** REQUIRED TASK **
Exclude the pictures, then repeat the remaining data exactly.

Dataset excerpts on object pointing
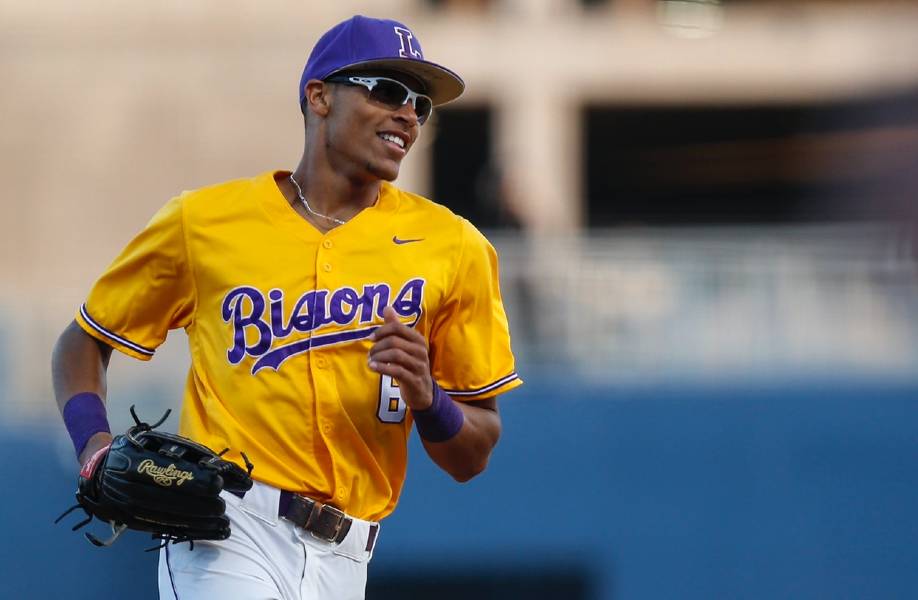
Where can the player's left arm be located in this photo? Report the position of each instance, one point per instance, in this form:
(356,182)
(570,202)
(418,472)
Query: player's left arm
(402,353)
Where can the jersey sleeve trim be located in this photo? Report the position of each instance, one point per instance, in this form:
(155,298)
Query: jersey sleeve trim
(111,335)
(503,381)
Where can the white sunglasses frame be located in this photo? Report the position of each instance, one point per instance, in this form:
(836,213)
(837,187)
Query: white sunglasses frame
(370,83)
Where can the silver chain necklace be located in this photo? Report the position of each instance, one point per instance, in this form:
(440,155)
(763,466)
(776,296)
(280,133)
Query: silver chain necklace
(299,193)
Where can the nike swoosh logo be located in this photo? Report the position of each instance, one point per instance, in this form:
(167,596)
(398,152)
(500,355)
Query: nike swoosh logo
(398,241)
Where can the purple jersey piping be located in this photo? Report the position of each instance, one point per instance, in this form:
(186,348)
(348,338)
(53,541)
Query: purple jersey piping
(169,571)
(491,386)
(112,335)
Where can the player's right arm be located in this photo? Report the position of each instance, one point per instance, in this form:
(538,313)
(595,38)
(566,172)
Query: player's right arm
(79,364)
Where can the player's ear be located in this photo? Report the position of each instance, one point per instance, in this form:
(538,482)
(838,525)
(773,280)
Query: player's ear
(317,97)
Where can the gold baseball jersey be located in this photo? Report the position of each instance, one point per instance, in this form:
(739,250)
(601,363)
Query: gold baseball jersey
(278,317)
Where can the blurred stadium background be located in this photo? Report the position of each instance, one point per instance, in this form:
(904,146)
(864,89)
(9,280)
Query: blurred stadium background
(706,215)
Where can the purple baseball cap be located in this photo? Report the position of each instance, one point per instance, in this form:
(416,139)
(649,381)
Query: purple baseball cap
(367,43)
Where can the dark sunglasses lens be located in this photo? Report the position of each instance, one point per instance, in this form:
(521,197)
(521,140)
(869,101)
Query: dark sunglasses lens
(389,93)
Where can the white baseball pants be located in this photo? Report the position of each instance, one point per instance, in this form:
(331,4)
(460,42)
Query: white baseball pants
(266,558)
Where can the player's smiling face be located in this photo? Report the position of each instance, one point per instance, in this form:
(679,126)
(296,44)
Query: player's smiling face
(370,137)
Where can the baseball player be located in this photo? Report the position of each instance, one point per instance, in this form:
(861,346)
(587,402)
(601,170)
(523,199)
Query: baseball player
(327,312)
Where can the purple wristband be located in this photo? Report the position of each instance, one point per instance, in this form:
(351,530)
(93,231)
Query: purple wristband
(84,416)
(442,420)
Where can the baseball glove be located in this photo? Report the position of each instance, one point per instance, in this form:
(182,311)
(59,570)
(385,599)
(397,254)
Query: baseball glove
(160,483)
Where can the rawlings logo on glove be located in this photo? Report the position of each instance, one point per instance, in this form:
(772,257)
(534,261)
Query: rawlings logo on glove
(160,483)
(164,477)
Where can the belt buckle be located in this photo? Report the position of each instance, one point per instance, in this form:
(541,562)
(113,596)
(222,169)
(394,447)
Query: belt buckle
(318,509)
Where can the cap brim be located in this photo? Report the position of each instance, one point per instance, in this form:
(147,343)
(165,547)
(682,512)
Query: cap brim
(442,85)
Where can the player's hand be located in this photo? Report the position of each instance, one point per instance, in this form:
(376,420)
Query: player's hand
(401,352)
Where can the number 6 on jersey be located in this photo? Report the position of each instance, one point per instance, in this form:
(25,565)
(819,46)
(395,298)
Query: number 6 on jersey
(391,406)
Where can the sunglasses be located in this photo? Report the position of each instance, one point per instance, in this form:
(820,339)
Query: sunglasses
(390,93)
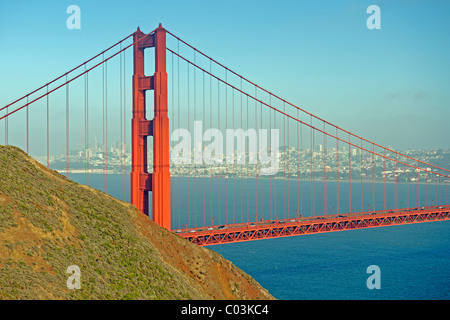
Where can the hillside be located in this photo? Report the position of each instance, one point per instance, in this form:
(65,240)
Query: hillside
(48,223)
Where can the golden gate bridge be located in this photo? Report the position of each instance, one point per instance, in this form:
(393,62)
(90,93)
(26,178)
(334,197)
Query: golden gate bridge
(348,183)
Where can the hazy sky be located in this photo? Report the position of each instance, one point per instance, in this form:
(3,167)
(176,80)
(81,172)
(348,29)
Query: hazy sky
(389,85)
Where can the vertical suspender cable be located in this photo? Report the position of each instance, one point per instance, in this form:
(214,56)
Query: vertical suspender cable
(28,130)
(337,173)
(67,130)
(48,132)
(106,126)
(349,176)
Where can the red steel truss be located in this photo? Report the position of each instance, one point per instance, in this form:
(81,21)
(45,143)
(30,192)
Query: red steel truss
(281,228)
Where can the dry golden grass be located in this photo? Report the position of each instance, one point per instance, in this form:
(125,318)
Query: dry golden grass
(48,223)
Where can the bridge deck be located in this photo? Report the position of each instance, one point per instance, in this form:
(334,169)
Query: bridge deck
(308,225)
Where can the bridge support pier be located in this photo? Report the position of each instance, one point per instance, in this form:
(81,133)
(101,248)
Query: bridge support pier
(158,182)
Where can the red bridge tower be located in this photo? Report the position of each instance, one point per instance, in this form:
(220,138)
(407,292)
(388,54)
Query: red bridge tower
(158,182)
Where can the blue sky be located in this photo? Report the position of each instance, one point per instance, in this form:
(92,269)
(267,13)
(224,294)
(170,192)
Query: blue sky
(389,85)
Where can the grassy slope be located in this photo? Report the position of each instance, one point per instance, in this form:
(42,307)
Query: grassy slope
(48,223)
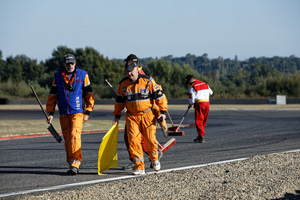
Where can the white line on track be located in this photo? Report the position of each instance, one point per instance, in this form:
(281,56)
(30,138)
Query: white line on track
(124,177)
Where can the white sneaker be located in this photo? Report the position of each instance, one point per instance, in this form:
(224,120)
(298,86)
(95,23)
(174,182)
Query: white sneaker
(139,172)
(156,165)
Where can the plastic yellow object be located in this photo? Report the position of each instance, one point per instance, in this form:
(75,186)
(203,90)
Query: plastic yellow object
(108,157)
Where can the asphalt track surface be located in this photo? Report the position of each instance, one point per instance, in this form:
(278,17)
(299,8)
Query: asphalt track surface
(35,163)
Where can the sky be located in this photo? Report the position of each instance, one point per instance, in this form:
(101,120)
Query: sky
(156,28)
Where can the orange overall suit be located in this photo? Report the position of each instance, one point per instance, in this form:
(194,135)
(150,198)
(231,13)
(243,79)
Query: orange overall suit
(71,105)
(139,99)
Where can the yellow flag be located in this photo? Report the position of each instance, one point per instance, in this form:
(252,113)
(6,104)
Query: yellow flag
(107,157)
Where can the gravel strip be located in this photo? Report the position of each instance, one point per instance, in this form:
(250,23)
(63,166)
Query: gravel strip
(272,176)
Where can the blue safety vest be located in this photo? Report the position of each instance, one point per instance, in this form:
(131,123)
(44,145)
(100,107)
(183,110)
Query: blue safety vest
(70,102)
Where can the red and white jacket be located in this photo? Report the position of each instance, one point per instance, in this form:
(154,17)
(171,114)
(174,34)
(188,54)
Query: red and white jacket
(199,92)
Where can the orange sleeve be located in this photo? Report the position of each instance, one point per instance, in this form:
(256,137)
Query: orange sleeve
(161,100)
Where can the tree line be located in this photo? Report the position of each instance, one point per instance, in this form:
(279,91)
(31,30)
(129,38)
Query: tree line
(229,78)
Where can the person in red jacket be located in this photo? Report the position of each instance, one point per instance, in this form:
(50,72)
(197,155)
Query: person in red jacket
(199,97)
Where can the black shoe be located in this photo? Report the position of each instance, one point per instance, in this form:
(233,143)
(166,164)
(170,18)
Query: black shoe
(73,171)
(199,139)
(130,166)
(165,132)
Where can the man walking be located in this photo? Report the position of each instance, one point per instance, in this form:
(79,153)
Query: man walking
(71,90)
(137,92)
(199,96)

** TASK RESPONSE **
Where can the player's left arm be located in this photo? Report the position of each instance, one point per instance, in this form:
(356,182)
(570,202)
(418,472)
Query: player's left arm
(402,353)
Where can the jersey sleeve trim be located in this photo? Report the position of each instance, one point per instance, in this form:
(155,298)
Query: jersey sleeve trim
(111,335)
(503,381)
Where can the white sunglasses frame be located in this photo? Report the position of each instance, one point per instance, in this form:
(836,213)
(837,187)
Query: white sunglasses frame
(370,83)
Where can the silver chain necklace be located in this photo? Report the position of each instance, one point per instance, in this form:
(440,155)
(763,466)
(776,296)
(280,133)
Query: silver chain necklace
(299,193)
Where can the nike swoosh logo be located in this photo? Report the position of each instance, one point per instance, in this form:
(167,596)
(398,152)
(500,355)
Query: nike swoosh logo
(398,241)
Where can the purple jersey piping be located in this photo? Report the position of each instance, one point per instance, in this form:
(186,348)
(348,338)
(53,541)
Query: purple jersey piping
(169,571)
(491,386)
(112,335)
Where can the player's right arm be located in this photo? Report the position of each instance, one point per instance, in this form:
(538,313)
(595,38)
(566,172)
Query: player's right arm
(79,364)
Where can the player's ear be located in this photo? Report the position of each instance, one point per instance, in this form:
(538,482)
(838,525)
(773,280)
Query: player's ear
(317,97)
Where can the gold baseball jersey be located in this photo? Report the position of each instance, one point per instance, in this form:
(739,250)
(601,363)
Query: gold baseball jersey
(278,317)
Where can the blurred stadium background be located in this photo? Report the position of each instance, one point per instance, in this form:
(904,146)
(864,89)
(9,280)
Query: blurred stadium background
(706,215)
Where can the purple baseball cap be located in this photo? Report the position of each instance, one point per instance, in this form:
(416,139)
(649,381)
Query: purple baseball cap
(367,43)
Where can the dark sunglasses lens be located in this photo? Report the position of each instance, one point per instance, in this form:
(521,197)
(521,140)
(869,101)
Query: dark sunglasses lens
(389,93)
Where can the white baseball pants be located in this photo? Report the position of each instance, one point per instance, in this form:
(331,4)
(460,42)
Query: white baseball pants
(266,558)
Where can the player's smiling face be located in this photo? Report the position of each instance, one point per instance, in this form:
(679,126)
(296,44)
Query: player's smiling face
(370,137)
Where can the baseball player be located in this photo? Report the position of each instance, one point per instance, in this form:
(861,346)
(587,402)
(601,170)
(523,199)
Query: baseball player
(327,312)
Where can the purple wristband be located in this photo? Report the position of each instance, one point per instance, in this form:
(351,530)
(93,231)
Query: purple wristband
(84,416)
(442,420)
Where can the baseball glove be located in this photo? Report the position of each instance, one point per instance, in this form:
(182,311)
(59,570)
(385,599)
(397,254)
Query: baseball glove
(160,483)
Where can the rawlings logo on glove be located in this photo? Report the position of each instance, one point per instance, in this form:
(772,257)
(534,261)
Query: rawlings logo on glove
(160,483)
(164,477)
Where can the belt buckle be located in this photo? Report the position of each instance, one point per instance, in this form:
(541,562)
(113,596)
(222,169)
(394,447)
Query: belt buckle
(318,509)
Where can the cap brim be located in this photo? Report the position of each instance, one point per instance, in this form:
(147,343)
(165,547)
(682,512)
Query: cap brim
(442,85)
Where can the player's hand be located in this photo? Report the position of each instance, one point per instance, in this form:
(376,420)
Query: player's hand
(401,352)
Where can the number 6 on jersey be located in this photo? Report the position of each instance, one point per instance, in this form:
(25,565)
(819,46)
(395,298)
Query: number 6 on jersey
(391,406)
Where can the sunglasses be located in this photo? Report the position of each instance, one point per instance, in this form:
(820,339)
Query: sunglasses
(390,93)
Where can the hillside be located in this photo? Report the position of each instance, one point per instance, in this form:
(65,240)
Query: hillside
(48,223)
Where can the golden gate bridge be located in this photo? Report the position of each instance, one point per instance, in this form:
(393,62)
(90,93)
(26,178)
(334,197)
Query: golden gate bridge
(348,183)
Where can the hazy sky be located in this photo? Report the position of each instance, one point per instance, in this form:
(3,167)
(176,80)
(81,172)
(348,29)
Query: hazy sky
(389,85)
Where can the vertical suspender cable be located in this photo? Report the position of each instance, one point per instance, in this form:
(214,56)
Query: vertical suspender cable
(28,130)
(337,173)
(67,130)
(48,132)
(106,126)
(349,176)
Where can the red steel truss be located in this photo? Report the position of each instance, one point per instance, in this form:
(81,21)
(45,143)
(30,192)
Query: red steel truss
(281,228)
Where can the dry golden grass be located in this photo? Report the position of each instance, one point per instance, in this form:
(125,318)
Query: dry golden grass
(48,223)
Where can the bridge deck be located in this photo? Report the position of each instance, one point per instance, in this form:
(334,169)
Query: bridge deck
(308,225)
Where can the bridge support pier be located in this photo? Report the position of each instance, one point per instance, in this form:
(81,133)
(101,248)
Query: bridge support pier
(158,182)
Where can the red bridge tower be located in this photo? Report the position of each instance, one point per instance, in this form:
(220,138)
(407,292)
(388,54)
Query: red bridge tower
(158,182)
Where can the blue sky be located in this photo? Report the position of each instance, one point per instance, in this form:
(92,269)
(267,13)
(224,294)
(170,192)
Query: blue sky
(389,85)
Where can the grassy slope be located in this photo? Report the position of each instance, one point per instance, in this form:
(42,307)
Query: grassy slope
(48,223)
Where can the white line on track be located in this photo? Report the position of each instance, one point per instance, in this form:
(281,56)
(30,138)
Query: white line on track
(124,177)
Where can the white sneaker be located in this photo? Report the position of each instance, one point per instance, in this form:
(224,120)
(298,86)
(95,23)
(174,182)
Query: white sneaker
(139,172)
(156,165)
Where can the plastic yellow object be located in this photo? Report the position of each instance, one point per instance, in this form:
(75,186)
(203,90)
Query: plastic yellow object
(108,157)
Where can the asphalt track surface be located in this photo? Report the position of each instance, one point per instance, in this form:
(278,17)
(299,8)
Query: asphalt track surface
(35,163)
Where can the sky be located in this photo? Report the position of each instance, one point per instance, in this form:
(101,120)
Query: sky
(156,28)
Where can the orange overall suit be located in this photo? Report the position of each instance, one point per instance, in this form:
(194,135)
(150,198)
(231,13)
(243,79)
Query: orange overall suit
(71,105)
(139,99)
Where can the yellow flag be located in this photo? Report the position of each instance, one point per instance, in this form:
(252,113)
(6,104)
Query: yellow flag
(107,157)
Where can the gravel strip be located in this photo? Report the position of each instance, one point per instance, in this form:
(250,23)
(63,166)
Query: gravel strip
(272,176)
Where can the blue safety vest be located in this photo? Report the position of each instance, one point per instance, in this form:
(131,123)
(44,145)
(100,107)
(183,110)
Query: blue safety vest
(70,102)
Where can the red and white jacket be located in this photo? Report the position of each instance, one point per instance, in this form:
(154,17)
(171,114)
(174,34)
(188,54)
Query: red and white jacket
(199,92)
Where can the orange sleeve be located in this photo? Report the position of each instance, one point per instance, in this form:
(256,137)
Query: orange sleeve
(161,100)
Where can the tree line be located in this photo? Report the position of each instance, one point per instance, in this form:
(279,91)
(31,30)
(129,38)
Query: tree line
(229,78)
Where can the person in red jacket be located in this photo? Report the position of each instance, one point per instance, in this form:
(50,72)
(197,155)
Query: person in red jacket
(199,97)
Where can the black shoe be located in this photo? Report the position of each instance, one point per instance, in this form:
(233,143)
(166,164)
(170,18)
Query: black shoe
(73,171)
(199,139)
(130,166)
(165,132)
Where can the man walking be located in this photo? Report the position of each instance, one point per instance, in this form:
(79,153)
Query: man walking
(71,90)
(137,92)
(199,96)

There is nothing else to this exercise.